▸ Exercise instructions
Report each line of the entries below that includes "target".

▸ Exercise data
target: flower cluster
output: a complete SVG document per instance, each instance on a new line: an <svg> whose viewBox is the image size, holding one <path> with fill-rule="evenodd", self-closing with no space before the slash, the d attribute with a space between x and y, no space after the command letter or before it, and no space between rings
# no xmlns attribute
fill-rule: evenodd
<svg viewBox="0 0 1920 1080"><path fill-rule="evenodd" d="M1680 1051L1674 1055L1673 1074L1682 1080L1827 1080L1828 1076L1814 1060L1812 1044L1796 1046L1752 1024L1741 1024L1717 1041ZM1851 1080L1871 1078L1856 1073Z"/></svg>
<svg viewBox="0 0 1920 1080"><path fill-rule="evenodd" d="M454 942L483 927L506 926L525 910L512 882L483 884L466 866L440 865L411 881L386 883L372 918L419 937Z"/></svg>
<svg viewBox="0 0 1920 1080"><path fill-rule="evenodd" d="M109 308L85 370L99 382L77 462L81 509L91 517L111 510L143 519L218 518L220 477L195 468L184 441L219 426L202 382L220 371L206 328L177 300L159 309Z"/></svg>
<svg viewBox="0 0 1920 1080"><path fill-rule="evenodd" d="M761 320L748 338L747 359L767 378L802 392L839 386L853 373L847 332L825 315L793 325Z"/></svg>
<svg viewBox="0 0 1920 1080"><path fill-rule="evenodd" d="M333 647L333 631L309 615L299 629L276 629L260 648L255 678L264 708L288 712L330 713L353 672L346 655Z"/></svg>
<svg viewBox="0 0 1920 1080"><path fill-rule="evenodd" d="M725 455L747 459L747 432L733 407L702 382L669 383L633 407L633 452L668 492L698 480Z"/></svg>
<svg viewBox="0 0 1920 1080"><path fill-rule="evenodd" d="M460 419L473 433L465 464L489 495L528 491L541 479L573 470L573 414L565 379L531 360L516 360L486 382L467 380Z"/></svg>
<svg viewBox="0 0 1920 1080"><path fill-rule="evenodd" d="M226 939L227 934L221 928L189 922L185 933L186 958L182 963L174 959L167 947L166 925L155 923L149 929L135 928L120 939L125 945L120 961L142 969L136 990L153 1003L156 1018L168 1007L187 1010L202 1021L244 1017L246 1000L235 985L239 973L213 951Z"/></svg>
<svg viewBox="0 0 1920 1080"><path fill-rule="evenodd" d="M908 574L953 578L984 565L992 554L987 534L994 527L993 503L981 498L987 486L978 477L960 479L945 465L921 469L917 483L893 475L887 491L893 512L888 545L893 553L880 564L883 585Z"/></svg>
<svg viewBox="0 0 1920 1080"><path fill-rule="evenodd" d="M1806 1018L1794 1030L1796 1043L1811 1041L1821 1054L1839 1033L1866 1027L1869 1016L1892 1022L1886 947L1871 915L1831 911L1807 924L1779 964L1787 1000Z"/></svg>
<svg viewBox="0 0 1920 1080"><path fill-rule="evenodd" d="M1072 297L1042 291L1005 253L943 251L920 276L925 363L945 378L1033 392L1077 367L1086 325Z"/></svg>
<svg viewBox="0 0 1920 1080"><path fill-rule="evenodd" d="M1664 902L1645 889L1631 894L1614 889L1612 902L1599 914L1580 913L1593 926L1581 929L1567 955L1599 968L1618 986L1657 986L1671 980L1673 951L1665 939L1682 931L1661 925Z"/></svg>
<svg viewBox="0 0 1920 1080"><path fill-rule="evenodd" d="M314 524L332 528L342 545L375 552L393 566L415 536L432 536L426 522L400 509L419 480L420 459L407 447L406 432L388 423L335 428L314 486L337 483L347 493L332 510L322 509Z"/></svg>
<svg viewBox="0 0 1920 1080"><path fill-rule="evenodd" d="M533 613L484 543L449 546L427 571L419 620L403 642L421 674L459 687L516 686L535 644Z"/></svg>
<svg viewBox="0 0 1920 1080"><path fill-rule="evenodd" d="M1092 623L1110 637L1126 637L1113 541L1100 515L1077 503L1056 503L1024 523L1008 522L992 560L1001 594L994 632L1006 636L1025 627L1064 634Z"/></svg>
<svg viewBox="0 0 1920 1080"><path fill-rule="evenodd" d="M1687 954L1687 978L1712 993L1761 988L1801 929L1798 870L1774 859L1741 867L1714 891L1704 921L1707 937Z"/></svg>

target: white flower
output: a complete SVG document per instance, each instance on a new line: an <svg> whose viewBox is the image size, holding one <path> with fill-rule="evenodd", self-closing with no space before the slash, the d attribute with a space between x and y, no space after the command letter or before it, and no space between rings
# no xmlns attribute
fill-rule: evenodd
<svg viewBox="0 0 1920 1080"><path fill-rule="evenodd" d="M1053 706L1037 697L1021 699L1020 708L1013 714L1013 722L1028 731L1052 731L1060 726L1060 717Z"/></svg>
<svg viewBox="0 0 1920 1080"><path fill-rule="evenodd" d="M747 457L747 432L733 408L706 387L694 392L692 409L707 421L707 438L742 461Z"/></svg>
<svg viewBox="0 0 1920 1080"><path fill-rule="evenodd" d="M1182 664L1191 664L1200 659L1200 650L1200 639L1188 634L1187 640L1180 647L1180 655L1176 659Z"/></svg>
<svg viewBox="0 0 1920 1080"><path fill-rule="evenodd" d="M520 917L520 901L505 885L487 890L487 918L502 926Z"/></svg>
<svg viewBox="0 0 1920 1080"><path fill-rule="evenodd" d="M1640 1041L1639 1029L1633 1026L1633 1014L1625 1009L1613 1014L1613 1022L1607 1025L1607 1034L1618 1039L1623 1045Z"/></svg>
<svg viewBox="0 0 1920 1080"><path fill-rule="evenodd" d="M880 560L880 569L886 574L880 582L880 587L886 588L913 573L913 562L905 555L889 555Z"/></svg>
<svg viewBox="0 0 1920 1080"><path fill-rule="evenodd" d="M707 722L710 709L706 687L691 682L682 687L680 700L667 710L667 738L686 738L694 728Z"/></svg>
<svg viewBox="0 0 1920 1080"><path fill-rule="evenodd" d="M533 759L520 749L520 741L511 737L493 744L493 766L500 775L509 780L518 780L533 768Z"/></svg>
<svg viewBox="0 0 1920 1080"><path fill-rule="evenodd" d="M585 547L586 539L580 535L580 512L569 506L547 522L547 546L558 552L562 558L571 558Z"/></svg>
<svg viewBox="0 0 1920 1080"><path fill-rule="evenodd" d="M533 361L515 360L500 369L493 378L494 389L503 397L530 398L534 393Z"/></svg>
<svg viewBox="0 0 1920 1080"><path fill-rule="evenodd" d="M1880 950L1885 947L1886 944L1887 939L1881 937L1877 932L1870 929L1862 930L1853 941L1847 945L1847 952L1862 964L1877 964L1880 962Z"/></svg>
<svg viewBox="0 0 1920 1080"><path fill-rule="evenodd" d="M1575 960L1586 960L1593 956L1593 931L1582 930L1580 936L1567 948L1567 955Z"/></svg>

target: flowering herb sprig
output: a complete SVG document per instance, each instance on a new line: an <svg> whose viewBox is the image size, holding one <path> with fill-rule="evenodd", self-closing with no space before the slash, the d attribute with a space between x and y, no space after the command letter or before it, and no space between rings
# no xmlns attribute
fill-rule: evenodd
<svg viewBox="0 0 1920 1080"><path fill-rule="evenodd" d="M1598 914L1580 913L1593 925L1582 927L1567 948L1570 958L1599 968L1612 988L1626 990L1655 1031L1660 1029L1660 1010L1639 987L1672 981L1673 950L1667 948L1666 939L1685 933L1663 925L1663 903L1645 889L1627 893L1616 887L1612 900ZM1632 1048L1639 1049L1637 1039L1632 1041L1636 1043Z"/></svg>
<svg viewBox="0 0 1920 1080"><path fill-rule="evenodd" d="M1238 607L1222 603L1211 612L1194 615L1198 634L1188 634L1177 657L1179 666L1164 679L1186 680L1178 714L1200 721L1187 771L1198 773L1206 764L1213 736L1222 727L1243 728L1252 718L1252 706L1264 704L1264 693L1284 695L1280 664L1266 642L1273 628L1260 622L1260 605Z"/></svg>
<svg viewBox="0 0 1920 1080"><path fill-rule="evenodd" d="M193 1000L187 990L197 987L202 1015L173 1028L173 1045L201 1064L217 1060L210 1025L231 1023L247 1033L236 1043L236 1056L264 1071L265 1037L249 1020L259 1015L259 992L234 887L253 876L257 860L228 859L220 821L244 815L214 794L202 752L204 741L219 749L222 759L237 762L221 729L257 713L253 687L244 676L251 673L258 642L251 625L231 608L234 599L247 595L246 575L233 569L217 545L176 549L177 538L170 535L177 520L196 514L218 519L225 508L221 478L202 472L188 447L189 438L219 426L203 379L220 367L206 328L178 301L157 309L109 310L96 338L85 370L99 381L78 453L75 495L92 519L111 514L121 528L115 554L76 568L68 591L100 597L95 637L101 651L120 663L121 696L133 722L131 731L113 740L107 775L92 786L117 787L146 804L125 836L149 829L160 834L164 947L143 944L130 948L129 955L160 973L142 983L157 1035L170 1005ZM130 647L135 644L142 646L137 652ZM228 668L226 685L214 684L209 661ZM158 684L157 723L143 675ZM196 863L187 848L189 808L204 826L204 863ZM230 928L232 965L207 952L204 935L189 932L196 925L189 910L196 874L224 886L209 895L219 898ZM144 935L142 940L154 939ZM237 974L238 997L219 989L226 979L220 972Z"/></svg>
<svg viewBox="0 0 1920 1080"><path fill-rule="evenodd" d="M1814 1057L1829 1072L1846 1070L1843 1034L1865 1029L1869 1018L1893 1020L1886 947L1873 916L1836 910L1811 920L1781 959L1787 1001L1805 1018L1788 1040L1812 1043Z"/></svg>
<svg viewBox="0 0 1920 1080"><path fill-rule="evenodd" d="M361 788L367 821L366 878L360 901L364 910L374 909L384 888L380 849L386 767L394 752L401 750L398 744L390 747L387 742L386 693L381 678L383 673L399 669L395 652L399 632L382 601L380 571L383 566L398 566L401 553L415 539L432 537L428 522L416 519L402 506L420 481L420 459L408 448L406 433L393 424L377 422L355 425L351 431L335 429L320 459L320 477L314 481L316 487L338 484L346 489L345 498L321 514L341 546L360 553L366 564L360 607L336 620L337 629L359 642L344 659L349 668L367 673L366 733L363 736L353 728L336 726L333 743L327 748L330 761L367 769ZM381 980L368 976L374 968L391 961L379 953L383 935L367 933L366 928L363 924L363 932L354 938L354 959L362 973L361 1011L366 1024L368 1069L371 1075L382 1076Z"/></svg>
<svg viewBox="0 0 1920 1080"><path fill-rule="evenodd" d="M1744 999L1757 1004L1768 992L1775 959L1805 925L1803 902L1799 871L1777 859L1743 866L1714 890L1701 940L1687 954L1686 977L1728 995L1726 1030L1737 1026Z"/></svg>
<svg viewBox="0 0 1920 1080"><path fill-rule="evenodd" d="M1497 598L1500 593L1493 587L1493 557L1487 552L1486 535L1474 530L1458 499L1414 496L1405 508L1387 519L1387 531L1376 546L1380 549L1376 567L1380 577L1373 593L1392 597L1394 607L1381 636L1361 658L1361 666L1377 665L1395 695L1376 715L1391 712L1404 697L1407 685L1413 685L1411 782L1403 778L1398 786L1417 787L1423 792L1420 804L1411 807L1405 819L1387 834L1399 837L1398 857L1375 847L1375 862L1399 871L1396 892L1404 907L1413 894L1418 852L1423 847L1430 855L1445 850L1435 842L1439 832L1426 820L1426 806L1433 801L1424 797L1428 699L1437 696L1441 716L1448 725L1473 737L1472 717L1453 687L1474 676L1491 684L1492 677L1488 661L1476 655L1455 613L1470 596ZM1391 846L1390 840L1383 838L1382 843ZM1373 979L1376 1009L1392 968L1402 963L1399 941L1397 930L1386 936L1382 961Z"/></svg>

▸ Task solution
target: flower cluster
target: white flower
target: flowering herb sprig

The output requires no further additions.